• [Your task]:
Pick out each line of the listing below that contains the string "moss", and copy those lines. Letter case counts when matching.

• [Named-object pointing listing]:
[start]

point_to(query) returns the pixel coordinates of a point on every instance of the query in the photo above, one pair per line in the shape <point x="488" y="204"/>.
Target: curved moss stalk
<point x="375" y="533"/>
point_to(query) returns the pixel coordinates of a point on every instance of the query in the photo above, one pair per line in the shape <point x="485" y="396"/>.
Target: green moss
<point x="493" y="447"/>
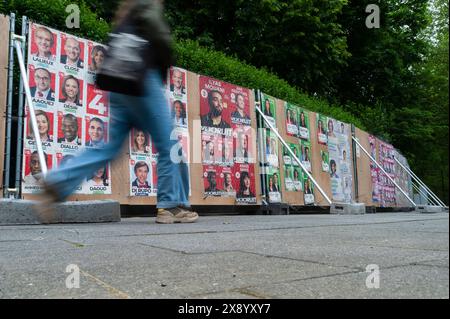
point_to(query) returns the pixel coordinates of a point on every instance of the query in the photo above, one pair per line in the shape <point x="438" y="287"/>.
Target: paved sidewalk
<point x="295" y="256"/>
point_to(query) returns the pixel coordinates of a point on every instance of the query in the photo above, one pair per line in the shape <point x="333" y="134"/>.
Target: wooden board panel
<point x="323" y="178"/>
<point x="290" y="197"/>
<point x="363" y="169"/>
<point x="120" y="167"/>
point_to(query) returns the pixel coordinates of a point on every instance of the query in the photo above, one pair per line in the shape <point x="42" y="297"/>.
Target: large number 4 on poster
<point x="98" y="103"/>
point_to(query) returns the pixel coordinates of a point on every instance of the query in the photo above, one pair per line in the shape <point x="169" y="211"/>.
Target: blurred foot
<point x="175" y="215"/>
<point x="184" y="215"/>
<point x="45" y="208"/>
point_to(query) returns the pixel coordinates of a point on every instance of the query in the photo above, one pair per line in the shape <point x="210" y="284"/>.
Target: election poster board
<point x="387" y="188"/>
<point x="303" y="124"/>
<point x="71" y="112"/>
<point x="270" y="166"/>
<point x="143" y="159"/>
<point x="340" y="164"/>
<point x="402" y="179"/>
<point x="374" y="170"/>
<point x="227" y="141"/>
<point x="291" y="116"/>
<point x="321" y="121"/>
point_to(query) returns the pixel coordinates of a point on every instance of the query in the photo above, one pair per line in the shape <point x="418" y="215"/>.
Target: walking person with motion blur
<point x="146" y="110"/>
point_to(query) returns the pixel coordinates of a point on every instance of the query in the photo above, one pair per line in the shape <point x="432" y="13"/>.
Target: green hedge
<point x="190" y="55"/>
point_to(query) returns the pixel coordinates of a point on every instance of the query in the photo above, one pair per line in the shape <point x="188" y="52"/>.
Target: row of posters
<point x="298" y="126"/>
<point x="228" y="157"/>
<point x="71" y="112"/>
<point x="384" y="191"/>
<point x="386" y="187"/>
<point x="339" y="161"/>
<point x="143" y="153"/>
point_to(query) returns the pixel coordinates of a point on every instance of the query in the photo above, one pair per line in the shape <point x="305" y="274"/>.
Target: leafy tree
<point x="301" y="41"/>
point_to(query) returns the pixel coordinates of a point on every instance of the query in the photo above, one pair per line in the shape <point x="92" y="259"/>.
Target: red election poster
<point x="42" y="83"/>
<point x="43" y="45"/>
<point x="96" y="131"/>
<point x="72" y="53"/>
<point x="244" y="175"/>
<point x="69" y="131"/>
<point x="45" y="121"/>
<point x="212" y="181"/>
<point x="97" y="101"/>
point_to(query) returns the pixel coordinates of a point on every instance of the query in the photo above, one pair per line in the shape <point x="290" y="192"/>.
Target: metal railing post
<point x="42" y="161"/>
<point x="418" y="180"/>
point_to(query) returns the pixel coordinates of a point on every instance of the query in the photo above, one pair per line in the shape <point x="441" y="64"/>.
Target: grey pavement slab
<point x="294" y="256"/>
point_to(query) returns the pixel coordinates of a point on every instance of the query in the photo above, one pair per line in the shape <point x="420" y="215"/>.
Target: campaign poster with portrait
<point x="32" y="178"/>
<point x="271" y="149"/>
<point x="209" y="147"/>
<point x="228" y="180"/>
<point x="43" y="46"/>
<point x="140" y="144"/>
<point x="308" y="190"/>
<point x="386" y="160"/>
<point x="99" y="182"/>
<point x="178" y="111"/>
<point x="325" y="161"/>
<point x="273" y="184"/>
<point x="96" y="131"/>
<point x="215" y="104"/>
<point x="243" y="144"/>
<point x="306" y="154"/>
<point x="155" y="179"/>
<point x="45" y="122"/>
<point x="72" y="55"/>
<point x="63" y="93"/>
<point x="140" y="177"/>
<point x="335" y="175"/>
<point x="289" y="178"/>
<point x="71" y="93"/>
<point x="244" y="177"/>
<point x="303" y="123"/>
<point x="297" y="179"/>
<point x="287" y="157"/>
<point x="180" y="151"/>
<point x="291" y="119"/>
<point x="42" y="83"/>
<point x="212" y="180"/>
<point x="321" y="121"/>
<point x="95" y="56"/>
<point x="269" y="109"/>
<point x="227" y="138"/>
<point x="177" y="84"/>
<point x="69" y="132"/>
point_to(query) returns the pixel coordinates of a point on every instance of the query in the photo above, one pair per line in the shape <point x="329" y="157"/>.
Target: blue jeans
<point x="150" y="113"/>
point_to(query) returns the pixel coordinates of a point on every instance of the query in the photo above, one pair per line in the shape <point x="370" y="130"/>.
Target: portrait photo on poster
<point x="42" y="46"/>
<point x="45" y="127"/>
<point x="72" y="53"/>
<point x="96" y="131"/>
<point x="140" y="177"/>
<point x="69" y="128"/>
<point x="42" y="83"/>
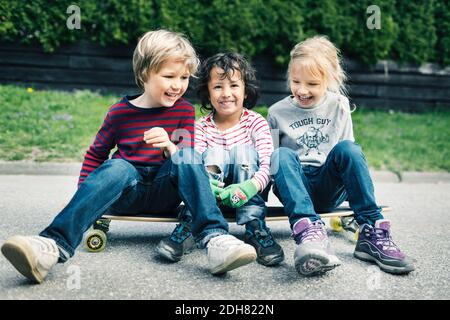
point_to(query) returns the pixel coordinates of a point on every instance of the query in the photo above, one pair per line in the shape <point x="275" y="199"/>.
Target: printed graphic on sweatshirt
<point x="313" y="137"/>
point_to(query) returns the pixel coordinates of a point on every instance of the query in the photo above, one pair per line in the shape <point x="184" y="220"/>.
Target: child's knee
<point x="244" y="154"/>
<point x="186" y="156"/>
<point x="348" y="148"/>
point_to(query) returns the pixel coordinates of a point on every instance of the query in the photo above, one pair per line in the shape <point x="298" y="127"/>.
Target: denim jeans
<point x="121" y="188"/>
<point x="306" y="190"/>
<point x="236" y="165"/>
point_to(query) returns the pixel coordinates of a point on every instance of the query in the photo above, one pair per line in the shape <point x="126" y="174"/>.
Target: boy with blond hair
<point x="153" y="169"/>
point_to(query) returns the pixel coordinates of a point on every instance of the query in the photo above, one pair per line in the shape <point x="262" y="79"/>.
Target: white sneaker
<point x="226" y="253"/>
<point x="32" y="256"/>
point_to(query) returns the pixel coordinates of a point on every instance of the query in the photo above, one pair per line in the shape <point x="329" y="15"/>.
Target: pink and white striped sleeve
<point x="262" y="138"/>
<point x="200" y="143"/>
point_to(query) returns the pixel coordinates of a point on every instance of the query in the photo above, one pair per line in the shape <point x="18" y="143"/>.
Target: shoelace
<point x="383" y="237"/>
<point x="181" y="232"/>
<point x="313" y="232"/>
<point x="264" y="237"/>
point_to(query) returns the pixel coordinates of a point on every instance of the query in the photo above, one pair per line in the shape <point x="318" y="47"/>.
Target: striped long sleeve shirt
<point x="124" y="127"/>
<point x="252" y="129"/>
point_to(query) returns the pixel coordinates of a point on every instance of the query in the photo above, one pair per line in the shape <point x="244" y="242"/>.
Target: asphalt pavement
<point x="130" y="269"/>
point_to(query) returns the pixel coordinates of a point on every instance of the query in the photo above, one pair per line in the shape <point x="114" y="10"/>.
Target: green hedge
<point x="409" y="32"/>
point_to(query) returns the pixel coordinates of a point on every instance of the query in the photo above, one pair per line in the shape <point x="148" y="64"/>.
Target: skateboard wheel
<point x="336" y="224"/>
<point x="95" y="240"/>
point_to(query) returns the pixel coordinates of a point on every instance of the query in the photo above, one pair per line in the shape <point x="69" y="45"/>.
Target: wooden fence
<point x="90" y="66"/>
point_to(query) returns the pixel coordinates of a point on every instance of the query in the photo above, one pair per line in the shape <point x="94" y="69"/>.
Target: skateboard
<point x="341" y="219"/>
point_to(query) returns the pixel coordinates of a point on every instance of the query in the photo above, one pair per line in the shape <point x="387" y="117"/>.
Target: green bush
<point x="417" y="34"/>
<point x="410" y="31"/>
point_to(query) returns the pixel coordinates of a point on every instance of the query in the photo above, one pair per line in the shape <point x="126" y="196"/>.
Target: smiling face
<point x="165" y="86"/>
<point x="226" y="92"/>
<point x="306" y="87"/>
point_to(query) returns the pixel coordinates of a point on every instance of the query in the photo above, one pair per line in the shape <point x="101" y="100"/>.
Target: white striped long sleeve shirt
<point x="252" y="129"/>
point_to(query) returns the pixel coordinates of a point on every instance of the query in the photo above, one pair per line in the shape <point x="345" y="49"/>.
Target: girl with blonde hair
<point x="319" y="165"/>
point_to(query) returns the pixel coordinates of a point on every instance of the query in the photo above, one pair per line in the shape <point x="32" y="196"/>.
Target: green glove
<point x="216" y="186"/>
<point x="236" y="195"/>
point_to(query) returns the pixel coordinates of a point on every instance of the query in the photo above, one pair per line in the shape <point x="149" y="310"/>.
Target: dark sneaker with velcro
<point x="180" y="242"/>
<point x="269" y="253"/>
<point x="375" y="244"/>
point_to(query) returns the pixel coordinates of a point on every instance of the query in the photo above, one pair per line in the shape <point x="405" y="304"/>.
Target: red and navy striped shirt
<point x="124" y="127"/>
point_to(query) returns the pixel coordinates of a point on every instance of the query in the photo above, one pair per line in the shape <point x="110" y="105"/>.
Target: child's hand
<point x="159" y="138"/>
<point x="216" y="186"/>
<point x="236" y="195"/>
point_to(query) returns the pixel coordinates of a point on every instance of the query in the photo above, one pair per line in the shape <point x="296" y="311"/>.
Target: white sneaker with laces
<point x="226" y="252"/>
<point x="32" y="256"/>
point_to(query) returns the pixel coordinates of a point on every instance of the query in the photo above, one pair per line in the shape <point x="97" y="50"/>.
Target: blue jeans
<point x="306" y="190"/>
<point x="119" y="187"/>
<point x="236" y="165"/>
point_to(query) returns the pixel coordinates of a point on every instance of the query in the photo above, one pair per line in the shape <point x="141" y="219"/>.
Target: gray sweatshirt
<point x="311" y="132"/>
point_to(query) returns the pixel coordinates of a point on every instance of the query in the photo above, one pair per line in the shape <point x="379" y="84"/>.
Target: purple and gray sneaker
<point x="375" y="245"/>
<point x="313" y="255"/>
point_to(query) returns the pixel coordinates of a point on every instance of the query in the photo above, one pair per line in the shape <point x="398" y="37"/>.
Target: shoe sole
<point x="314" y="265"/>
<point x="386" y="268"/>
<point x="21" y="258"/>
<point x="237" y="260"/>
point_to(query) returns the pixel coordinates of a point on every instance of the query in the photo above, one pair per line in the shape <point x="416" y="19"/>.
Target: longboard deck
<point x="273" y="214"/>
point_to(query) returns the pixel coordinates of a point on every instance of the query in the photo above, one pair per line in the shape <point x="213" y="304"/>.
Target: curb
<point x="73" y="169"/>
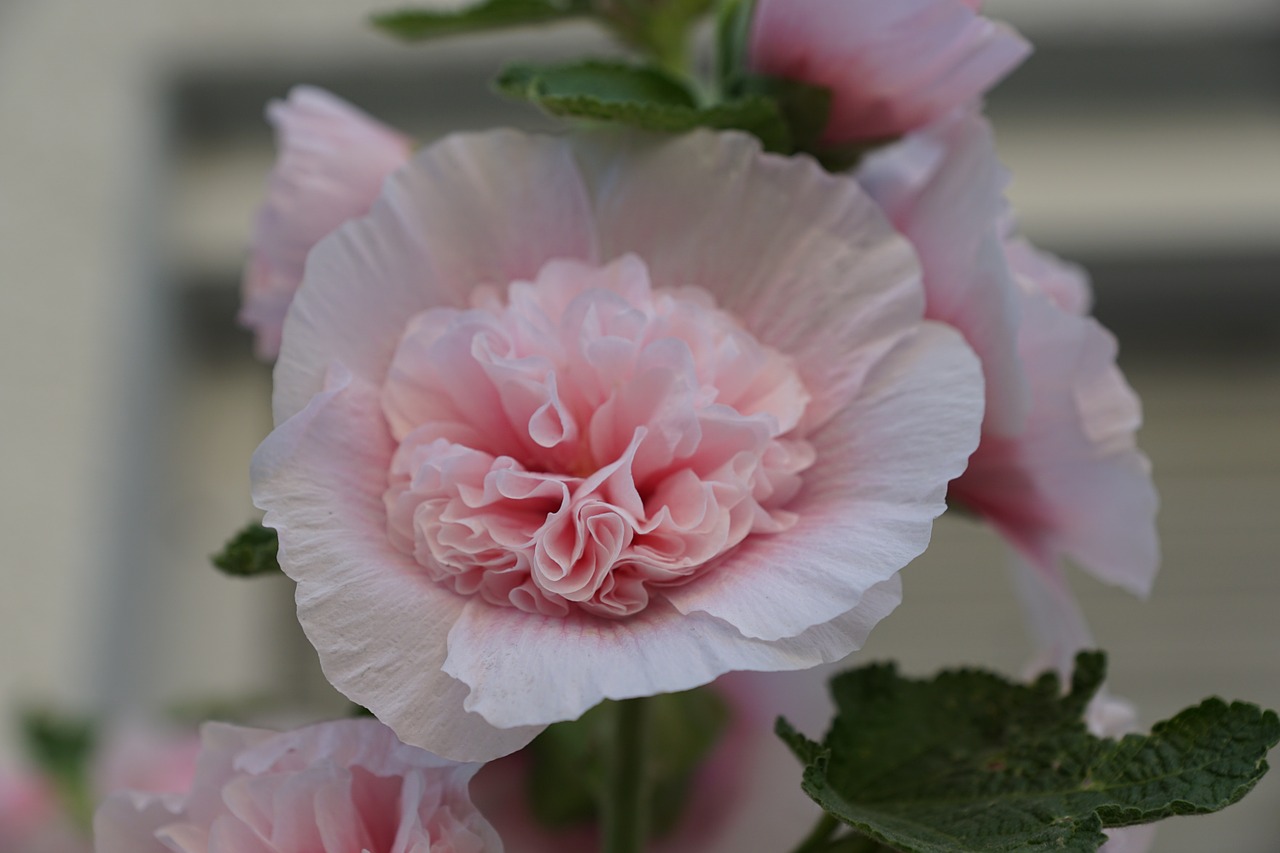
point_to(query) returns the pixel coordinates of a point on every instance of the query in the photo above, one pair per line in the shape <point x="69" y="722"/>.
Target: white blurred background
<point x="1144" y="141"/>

[end]

• [Task result]:
Target: curved moss stalk
Target: green moss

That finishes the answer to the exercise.